(Beginning of Document section)

Your Evening Briefing
Huawei Technologies has strenuously denied American claims that it's positioning hardware to facilitate espionage by the Chinese state. But a decade ago, Vodafone discovered secret backdoors in Huawei equipment that gave the Chinese company access to millions of homes and businesses. Both Vodafone and Huawei say the matter was resolved and no exploitation took place. But for Huawei, the timing of the news couldn't be worse.
Here are today’s top stories
For all medical students, the path to becoming a licensed doctor is hard. For women, it can also be dangerous. A teaching model that gives instructors tremendous power over the future of hospital residents fosters an environment where sexual harassment runs rampant.
Stocks wavered on the last day of April amid mixed earnings and a lack of certainty about efforts to end the U.S. trade war with China.
Warren Buffett jumped in. His intervention in Occidental’s $37 billion bid for Anadarko may tip the scales against Chevron in the oil industry’s biggest bidding war in decades.
The world’s largest offshore oil supermarket is stocking up for anti-pollution rules that Goldman Sachs predicts will upend energy markets.
Ken Griffin, the billionaire hedge fund manager, attacked subsidies for Americans seeking home mortgages or student loans to attend college.
What's Joe Weisenthal thinking about? The Bloomberg news director is bullish on Europe. For all the pessimism, the labor picture continues to improve, including German unemployment that's holding at a post-reunification low of 4.9 percent. The overall euro-area jobless rate fell from 7.8 percent to 7.7 percent, a new post-crisis low. Still, not everyone is so positive about the future.

(End of Document section)
(Beginning of Given records)

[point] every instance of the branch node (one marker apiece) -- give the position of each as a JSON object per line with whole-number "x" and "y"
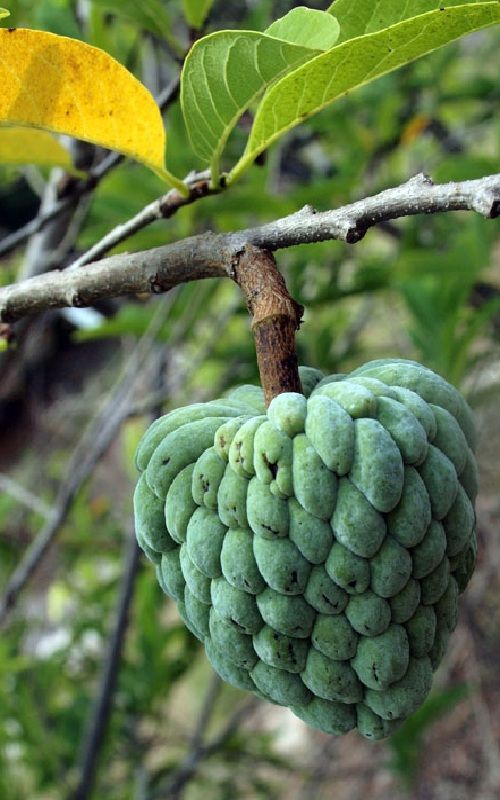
{"x": 420, "y": 179}
{"x": 487, "y": 203}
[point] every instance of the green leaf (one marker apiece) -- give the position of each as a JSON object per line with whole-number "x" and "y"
{"x": 307, "y": 27}
{"x": 227, "y": 70}
{"x": 357, "y": 19}
{"x": 196, "y": 11}
{"x": 316, "y": 84}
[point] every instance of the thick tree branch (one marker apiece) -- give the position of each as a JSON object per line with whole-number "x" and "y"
{"x": 216, "y": 255}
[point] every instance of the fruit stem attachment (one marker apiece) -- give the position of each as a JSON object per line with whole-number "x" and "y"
{"x": 275, "y": 318}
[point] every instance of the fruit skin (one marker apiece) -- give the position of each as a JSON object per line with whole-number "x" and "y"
{"x": 318, "y": 550}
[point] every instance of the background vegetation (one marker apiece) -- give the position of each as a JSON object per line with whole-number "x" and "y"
{"x": 78, "y": 388}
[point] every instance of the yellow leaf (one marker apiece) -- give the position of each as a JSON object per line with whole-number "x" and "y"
{"x": 67, "y": 86}
{"x": 31, "y": 146}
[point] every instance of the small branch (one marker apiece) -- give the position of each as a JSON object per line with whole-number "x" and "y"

(End of Given records)

[What you will do]
A - In the evening briefing, what German unemployment rate is called a post-reunification low?
B - From the evening briefing, extract word for word the stretch from "The world’s largest" through "about the future.".
C - Continue the evening briefing from the point where it stops.

[Results for each task]
A - 4.9 percent

B -
The world’s largest offshore oil supermarket is stocking up for anti-pollution rules that Goldman Sachs predicts will upend energy markets.
Ken Griffin, the billionaire hedge fund manager, attacked subsidies for Americans seeking home mortgages or student loans to attend college.
What's Joe Weisenthal thinking about? The Bloomberg news director is bullish on Europe. For all the pessimism, the labor picture continues to improve, including German unemployment that's holding at a post-reunification low of 4.9 percent. The overall euro-area jobless rate fell from 7.8 percent to 7.7 percent, a new post-crisis low. Still, not everyone is so positive about the future.

C -
What you’ll need to know tomorrow
- The Fed has a big problem when it comes to sparking inflation.
- Another Fed nomination is in serious trouble.
- More of the world's millionaires are moving to Australia and the U.S.
- HSBC is under attack in Hong Kong.
- Facebook is trying out a redesign of its app.
- Big Tech just got a $100 billion bloody nose, courtesy of Wall Street.
- Instagram may remove the number of “likes” on posts.
What you’ll want to read tonight in Businessweek
A Jewish developer recently made an unsolicited offer for Nouha Siksek’s beachfront home in Jaffa, Tel Aviv’s historic port. With land prices surging and the neighborhood undergoing a face-lift, he was prepared to pay millions. Siksek said no. Cashing out means surrendering to a wave of new residents, mainly Jewish, and hastening the end of 1,400 years of Arab presence in the area. What’s resulted, Bloomberg Businessweek reports, is a market in which buyers must pay a “nationalism premium.”